PROVIDED TEXT:
|---|

The HSUS today fired the first shot in its legal campaign to prevent trophy hunting of grizzly bears.
With the U.S. Fish and Wildlife Service having announced plans to remove federal Endangered Species Act protections for grizzly bears in the Greater Yellowstone ecosystem, the states of Wyoming, Idaho, and Montana are salivating at the prospect of opening a trophy hunting season for the first time in 40 years on North America’s second largest carnivore (only polar bears are larger). In Wyoming, the state’s Game and Fish Commission has hastily – without giving the public enough time to weigh in – rammed through a management plan to put the hunting framework in place. Today The HSUS, along with the Center for Biological Diversity and local wildlife filmmaker Jim Laybourn, filed a lawsuit in Wyoming state court challenging the Commission’s failure to provide adequate time for public notice and comment on its deadly plan.
Trophy hunting of grizzlies is disgraceful. It snuffs out the rarest and often the fittest of animals and undermines conservation goals. What’s more, it hurts local economies built around eco-tourism, since sighting a bear is the most coveted wildlife experience for millions of people throughout the world who trek to Yellowstone and Grand Teton every year. The small fraternity of American trophy hunters who travel around the world to kill rare animals for decorations and prizes will now have a big prize here in the United States to chase and kill.

|---|

RECORDED INFORMATION:
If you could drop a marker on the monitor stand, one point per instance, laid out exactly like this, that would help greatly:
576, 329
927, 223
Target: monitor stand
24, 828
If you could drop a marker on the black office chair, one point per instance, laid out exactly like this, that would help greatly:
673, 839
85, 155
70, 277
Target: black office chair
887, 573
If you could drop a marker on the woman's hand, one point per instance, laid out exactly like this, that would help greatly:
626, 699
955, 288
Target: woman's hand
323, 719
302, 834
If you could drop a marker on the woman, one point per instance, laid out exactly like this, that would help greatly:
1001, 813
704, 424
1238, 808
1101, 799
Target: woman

|---|

TO DO:
**a)** In the grizzly bear text above, who filed the lawsuit along with The HSUS?
**b)** Recast the paragraph of the grizzly bear text that begins "With the U.S. Fish and Wildlife Service" as a short bulleted list that keeps its main facts.
**c)** Pick up the grizzly bear hunting text where it stops and keep writing.

PER-TASK OUTPUTS:
**a)** The Center for Biological Diversity and local wildlife filmmaker Jim Laybourn.

**b)**
- The U.S. Fish and Wildlife Service plans to remove federal Endangered Species Act protections for grizzly bears in the Greater Yellowstone ecosystem.
- Wyoming, Idaho, and Montana are eager to open a trophy hunting season on grizzlies, which would be the first in 40 years. Grizzlies are North America's second largest carnivore, after polar bears.
- Wyoming's Game and Fish Commission hastily pushed through a management plan to set up the hunting framework without giving the public enough time to comment.
- The HSUS, the Center for Biological Diversity, and wildlife filmmaker Jim Laybourn filed a lawsuit in Wyoming state court. The suit challenges the Commission's failure to allow adequate public notice and comment.

**c)**
It is a fundamental principle of democracy that citizens have a voice in government decisions. This is especially important when it comes to management of wildlife, which states and the federal government are entrusted with preserving for future generations. Wyoming’s short-sighted plan to sell thrill kills to the highest bidders is not only scientifically and ethically unjustifiable, it is undemocratic. Seven unelected commissioners ignored the will of the public and rushed through a plan –without following procedure required by state law – that risks destroying our collective wildlife heritage and draining tens of millions of dollars from the local economy. Decisions of this magnitude should not – and legally cannot – be made without giving all stakeholders an opportunity to make their voices heard.
American trophy hunters are waging a war on America’s native carnivores already. In the past decade alone, they’ve shot more than 29,000 cougars in the United States, and tens of thousands of black bears. The U.S. Fish and Wildlife Service believes that there are 750 grizzly bears now living in the Greater Yellowstone ecosystem. That number is contested by other grizzly bear researchers who say the animals face grave existential threats from a loss of food resources due to climate change. Leading biologists agree that this fragile population cannot sustain the additional pressure from trophy hunting. Further, a recent scientific study shows that when states allow trophy hunting of carnivores in a misguided attempt to “manage” the species, the rate of poaching actually increases, multiplying threats to the species.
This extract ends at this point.